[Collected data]

------------------------------------------------------------------------

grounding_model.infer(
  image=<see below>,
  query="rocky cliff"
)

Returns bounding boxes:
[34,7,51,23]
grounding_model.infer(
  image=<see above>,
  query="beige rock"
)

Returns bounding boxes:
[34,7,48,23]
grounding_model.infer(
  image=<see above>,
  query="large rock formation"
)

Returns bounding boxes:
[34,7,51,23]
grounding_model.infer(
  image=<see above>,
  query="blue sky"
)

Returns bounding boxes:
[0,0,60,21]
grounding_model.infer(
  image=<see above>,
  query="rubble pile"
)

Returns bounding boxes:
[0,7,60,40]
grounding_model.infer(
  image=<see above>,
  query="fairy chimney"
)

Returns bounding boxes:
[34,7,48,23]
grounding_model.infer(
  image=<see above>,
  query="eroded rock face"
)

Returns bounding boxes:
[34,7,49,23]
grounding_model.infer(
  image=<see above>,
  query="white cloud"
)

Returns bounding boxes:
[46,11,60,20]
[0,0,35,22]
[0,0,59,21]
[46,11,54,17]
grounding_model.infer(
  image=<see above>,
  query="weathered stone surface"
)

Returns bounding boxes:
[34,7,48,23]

------------------------------------------------------------------------

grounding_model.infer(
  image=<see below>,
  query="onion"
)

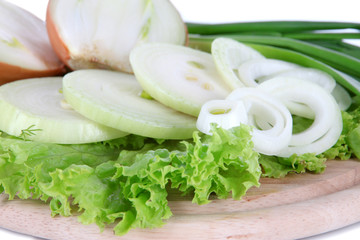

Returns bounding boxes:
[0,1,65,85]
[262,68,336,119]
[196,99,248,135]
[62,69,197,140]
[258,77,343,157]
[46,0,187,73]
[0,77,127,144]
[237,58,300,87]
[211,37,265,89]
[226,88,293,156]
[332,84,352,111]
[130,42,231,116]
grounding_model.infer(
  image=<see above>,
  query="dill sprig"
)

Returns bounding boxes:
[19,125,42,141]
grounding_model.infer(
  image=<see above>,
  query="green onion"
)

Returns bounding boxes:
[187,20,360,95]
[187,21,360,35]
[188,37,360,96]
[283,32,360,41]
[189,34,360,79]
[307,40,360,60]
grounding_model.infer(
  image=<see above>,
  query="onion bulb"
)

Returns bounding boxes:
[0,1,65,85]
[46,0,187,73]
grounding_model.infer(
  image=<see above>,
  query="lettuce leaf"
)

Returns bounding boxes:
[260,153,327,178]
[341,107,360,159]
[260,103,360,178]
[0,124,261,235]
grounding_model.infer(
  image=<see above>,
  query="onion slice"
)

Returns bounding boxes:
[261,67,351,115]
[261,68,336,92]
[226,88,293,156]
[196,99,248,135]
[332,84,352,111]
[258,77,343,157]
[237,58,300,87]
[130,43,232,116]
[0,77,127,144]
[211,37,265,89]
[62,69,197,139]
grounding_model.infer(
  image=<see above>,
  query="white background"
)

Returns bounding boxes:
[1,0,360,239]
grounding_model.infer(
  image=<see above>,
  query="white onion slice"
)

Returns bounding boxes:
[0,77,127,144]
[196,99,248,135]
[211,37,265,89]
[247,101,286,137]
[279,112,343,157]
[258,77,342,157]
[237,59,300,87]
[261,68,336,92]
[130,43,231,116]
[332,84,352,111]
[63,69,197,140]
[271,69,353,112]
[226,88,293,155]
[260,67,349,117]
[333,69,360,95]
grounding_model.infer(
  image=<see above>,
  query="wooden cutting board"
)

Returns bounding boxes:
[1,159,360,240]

------------------------------------------------------------------------

**What needs to be done:**
Show every line above in which the word "onion" is found.

**Answer to the exercise:**
  query="onion"
  query="green onion"
  query="onion bulb"
  query="onion slice"
  query="white onion slice"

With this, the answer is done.